Don’t let the sun set on Disincorporation Relief, says CIOT

The Chartered Institute of Taxation (CIOT) has suggested improvements to increase the uptake of a little used tax relief that was created to address the problems faced by some small businesses that have chosen to be a limited company in the past and want to return to a simpler legal form, be it a sole trader or a partnership or a limited liability partnership.1

Disincorporation Relief was introduced after a public consultation that was derived largely from work done by the Office of Tax Simplification (OTS). The relief applies to disincorporations within the period of five years beginning on 1 April 2013 and ending on the ‘sunset date’ of 31 March 2018.

There has been a very low take up of Disincorporation Relief since it was introduced in 2013, with fewer than 50 claims made as of March 2016.

In its response2 to a recent OTS focus paper3 seeking views on whether the relief should be allowed to lapse or not on 1 April 2018, the CIOT said that it agreed the time is right to address whether the relief is achieving its purpose.

The Institute suggested that the current relief has not proved popular because it is not generous enough, with just a £100,000 limit. The Institute added that another reason that the relief has not been widely used is because it does not go far enough in relieving tax charges. Company incorporations can be undertaken with no tax burden, but tax charges remain on disincorporation in respect of the individual shareholders.

John Cullinane, CIOT Tax Policy Director, said:

“We would not wish to see the current relief lapse in six months’ time without the Government considering how it could be improved and made more effective.

“One of the reasons that the current relief is not being taken up is because it is not seen as generous enough by taxpayers and their advisers. We recognise that there will be revenue and avoidance issues in determining how generous a relief it should be, but it may be that a more generous relief with some anti-avoidance provisions might play a sensible part in a more rational overall system which tries to reverse the current tax incentive for businesses to incorporate.

“The Government could consider the option of a deferral of tax liabilities as opposed to full relief, which would minimise any eventual revenue loss to the Exchequer.

++++++++++++++++++++

Exercises to complete:
A - Translate this sentence from the piece on Disincorporation Relief into Spanish: "There has been a very low take up of Disincorporation Relief since it was introduced in 2013, with fewer than 50 claims made as of March 2016."
B - Write out everything in the piece on Disincorporation Relief from "Disincorporation Relief was" down to "31 March 2018.".

Given records:
++++++++++++++++++++

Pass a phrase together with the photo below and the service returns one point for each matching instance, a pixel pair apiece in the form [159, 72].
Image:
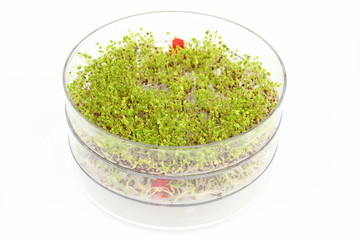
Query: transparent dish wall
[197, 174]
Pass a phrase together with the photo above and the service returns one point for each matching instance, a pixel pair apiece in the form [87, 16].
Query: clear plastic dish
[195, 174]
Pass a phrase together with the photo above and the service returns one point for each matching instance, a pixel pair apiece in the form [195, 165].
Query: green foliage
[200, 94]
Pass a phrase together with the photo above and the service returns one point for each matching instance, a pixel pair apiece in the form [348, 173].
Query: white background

++++++++++++++++++++

Written answers:
A - Ha habido una aceptación muy baja de la Disincorporation Relief desde que se introdujo en 2013, con menos de 50 solicitudes presentadas hasta marzo de 2016.

B -
Disincorporation Relief was introduced after a public consultation that was derived largely from work done by the Office of Tax Simplification (OTS). The relief applies to disincorporations within the period of five years beginning on 1 April 2013 and ending on the ‘sunset date’ of 31 March 2018.